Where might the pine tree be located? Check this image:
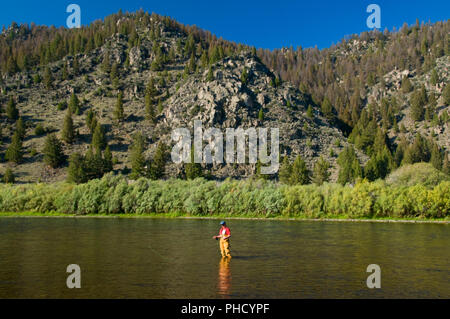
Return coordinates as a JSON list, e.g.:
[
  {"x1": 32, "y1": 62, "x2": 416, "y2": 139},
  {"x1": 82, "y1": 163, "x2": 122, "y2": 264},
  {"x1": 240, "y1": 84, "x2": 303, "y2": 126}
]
[
  {"x1": 5, "y1": 132, "x2": 23, "y2": 164},
  {"x1": 6, "y1": 97, "x2": 19, "y2": 121},
  {"x1": 270, "y1": 78, "x2": 275, "y2": 87},
  {"x1": 62, "y1": 62, "x2": 68, "y2": 81},
  {"x1": 241, "y1": 68, "x2": 249, "y2": 85},
  {"x1": 209, "y1": 46, "x2": 220, "y2": 64},
  {"x1": 92, "y1": 146, "x2": 106, "y2": 177},
  {"x1": 206, "y1": 66, "x2": 214, "y2": 81},
  {"x1": 110, "y1": 62, "x2": 119, "y2": 82},
  {"x1": 430, "y1": 143, "x2": 442, "y2": 170},
  {"x1": 372, "y1": 128, "x2": 389, "y2": 155},
  {"x1": 43, "y1": 66, "x2": 53, "y2": 89},
  {"x1": 188, "y1": 53, "x2": 196, "y2": 73},
  {"x1": 145, "y1": 92, "x2": 155, "y2": 123},
  {"x1": 15, "y1": 117, "x2": 26, "y2": 140},
  {"x1": 442, "y1": 153, "x2": 450, "y2": 175},
  {"x1": 77, "y1": 146, "x2": 104, "y2": 181},
  {"x1": 33, "y1": 73, "x2": 41, "y2": 84},
  {"x1": 85, "y1": 109, "x2": 96, "y2": 132},
  {"x1": 402, "y1": 133, "x2": 430, "y2": 165},
  {"x1": 290, "y1": 155, "x2": 310, "y2": 185},
  {"x1": 337, "y1": 146, "x2": 362, "y2": 185},
  {"x1": 307, "y1": 105, "x2": 314, "y2": 118},
  {"x1": 364, "y1": 147, "x2": 392, "y2": 181},
  {"x1": 278, "y1": 156, "x2": 292, "y2": 184},
  {"x1": 393, "y1": 118, "x2": 399, "y2": 133},
  {"x1": 321, "y1": 97, "x2": 334, "y2": 122},
  {"x1": 351, "y1": 157, "x2": 363, "y2": 180},
  {"x1": 102, "y1": 54, "x2": 111, "y2": 73},
  {"x1": 67, "y1": 152, "x2": 87, "y2": 184},
  {"x1": 258, "y1": 108, "x2": 264, "y2": 121},
  {"x1": 443, "y1": 84, "x2": 450, "y2": 106},
  {"x1": 168, "y1": 47, "x2": 176, "y2": 63},
  {"x1": 426, "y1": 93, "x2": 437, "y2": 122},
  {"x1": 69, "y1": 92, "x2": 80, "y2": 115},
  {"x1": 146, "y1": 77, "x2": 158, "y2": 97},
  {"x1": 3, "y1": 168, "x2": 15, "y2": 184},
  {"x1": 185, "y1": 146, "x2": 203, "y2": 180},
  {"x1": 312, "y1": 156, "x2": 330, "y2": 185},
  {"x1": 42, "y1": 134, "x2": 65, "y2": 168},
  {"x1": 149, "y1": 142, "x2": 167, "y2": 180},
  {"x1": 151, "y1": 44, "x2": 164, "y2": 71},
  {"x1": 129, "y1": 132, "x2": 146, "y2": 179},
  {"x1": 410, "y1": 85, "x2": 427, "y2": 122},
  {"x1": 103, "y1": 145, "x2": 113, "y2": 173},
  {"x1": 72, "y1": 56, "x2": 80, "y2": 76},
  {"x1": 91, "y1": 122, "x2": 106, "y2": 150},
  {"x1": 83, "y1": 148, "x2": 96, "y2": 180},
  {"x1": 274, "y1": 76, "x2": 281, "y2": 87},
  {"x1": 200, "y1": 51, "x2": 208, "y2": 67},
  {"x1": 401, "y1": 76, "x2": 413, "y2": 93},
  {"x1": 157, "y1": 98, "x2": 163, "y2": 113},
  {"x1": 114, "y1": 92, "x2": 124, "y2": 121},
  {"x1": 61, "y1": 110, "x2": 75, "y2": 144},
  {"x1": 430, "y1": 69, "x2": 439, "y2": 86},
  {"x1": 6, "y1": 56, "x2": 18, "y2": 75},
  {"x1": 255, "y1": 160, "x2": 270, "y2": 180}
]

———

- **Exercise**
Output all the material above exactly once more, leaving every picture out.

- **Output below**
Where might the pine tree be located? Check this image:
Return coordinates as a JSON list, e.g.:
[
  {"x1": 32, "y1": 62, "x2": 416, "y2": 139},
  {"x1": 82, "y1": 163, "x2": 122, "y2": 264},
  {"x1": 240, "y1": 84, "x2": 303, "y2": 126}
]
[
  {"x1": 5, "y1": 132, "x2": 23, "y2": 164},
  {"x1": 6, "y1": 97, "x2": 19, "y2": 121},
  {"x1": 270, "y1": 78, "x2": 275, "y2": 87},
  {"x1": 62, "y1": 62, "x2": 68, "y2": 81},
  {"x1": 241, "y1": 68, "x2": 249, "y2": 85},
  {"x1": 209, "y1": 46, "x2": 220, "y2": 64},
  {"x1": 92, "y1": 146, "x2": 106, "y2": 177},
  {"x1": 206, "y1": 66, "x2": 214, "y2": 81},
  {"x1": 110, "y1": 62, "x2": 119, "y2": 82},
  {"x1": 430, "y1": 143, "x2": 442, "y2": 170},
  {"x1": 372, "y1": 128, "x2": 389, "y2": 155},
  {"x1": 43, "y1": 66, "x2": 53, "y2": 89},
  {"x1": 188, "y1": 53, "x2": 196, "y2": 73},
  {"x1": 145, "y1": 92, "x2": 155, "y2": 123},
  {"x1": 15, "y1": 117, "x2": 26, "y2": 140},
  {"x1": 442, "y1": 153, "x2": 450, "y2": 175},
  {"x1": 77, "y1": 146, "x2": 104, "y2": 181},
  {"x1": 33, "y1": 73, "x2": 41, "y2": 84},
  {"x1": 85, "y1": 109, "x2": 96, "y2": 132},
  {"x1": 402, "y1": 133, "x2": 430, "y2": 165},
  {"x1": 290, "y1": 155, "x2": 310, "y2": 185},
  {"x1": 337, "y1": 146, "x2": 362, "y2": 185},
  {"x1": 307, "y1": 105, "x2": 314, "y2": 118},
  {"x1": 364, "y1": 147, "x2": 392, "y2": 181},
  {"x1": 278, "y1": 156, "x2": 292, "y2": 184},
  {"x1": 393, "y1": 118, "x2": 399, "y2": 133},
  {"x1": 321, "y1": 97, "x2": 334, "y2": 122},
  {"x1": 351, "y1": 157, "x2": 363, "y2": 180},
  {"x1": 102, "y1": 54, "x2": 111, "y2": 73},
  {"x1": 67, "y1": 152, "x2": 87, "y2": 184},
  {"x1": 258, "y1": 108, "x2": 264, "y2": 121},
  {"x1": 443, "y1": 84, "x2": 450, "y2": 106},
  {"x1": 168, "y1": 47, "x2": 176, "y2": 63},
  {"x1": 426, "y1": 93, "x2": 437, "y2": 122},
  {"x1": 69, "y1": 92, "x2": 80, "y2": 115},
  {"x1": 146, "y1": 77, "x2": 158, "y2": 97},
  {"x1": 3, "y1": 168, "x2": 15, "y2": 184},
  {"x1": 185, "y1": 146, "x2": 203, "y2": 180},
  {"x1": 312, "y1": 156, "x2": 330, "y2": 185},
  {"x1": 42, "y1": 134, "x2": 65, "y2": 168},
  {"x1": 149, "y1": 142, "x2": 167, "y2": 180},
  {"x1": 151, "y1": 44, "x2": 164, "y2": 71},
  {"x1": 129, "y1": 132, "x2": 146, "y2": 179},
  {"x1": 410, "y1": 85, "x2": 427, "y2": 122},
  {"x1": 103, "y1": 145, "x2": 113, "y2": 173},
  {"x1": 72, "y1": 56, "x2": 80, "y2": 76},
  {"x1": 91, "y1": 122, "x2": 106, "y2": 150},
  {"x1": 83, "y1": 148, "x2": 96, "y2": 180},
  {"x1": 274, "y1": 76, "x2": 281, "y2": 87},
  {"x1": 200, "y1": 51, "x2": 208, "y2": 67},
  {"x1": 401, "y1": 76, "x2": 413, "y2": 93},
  {"x1": 157, "y1": 98, "x2": 163, "y2": 113},
  {"x1": 114, "y1": 92, "x2": 124, "y2": 121},
  {"x1": 61, "y1": 110, "x2": 75, "y2": 144},
  {"x1": 430, "y1": 69, "x2": 439, "y2": 86},
  {"x1": 6, "y1": 56, "x2": 18, "y2": 75},
  {"x1": 255, "y1": 160, "x2": 270, "y2": 180}
]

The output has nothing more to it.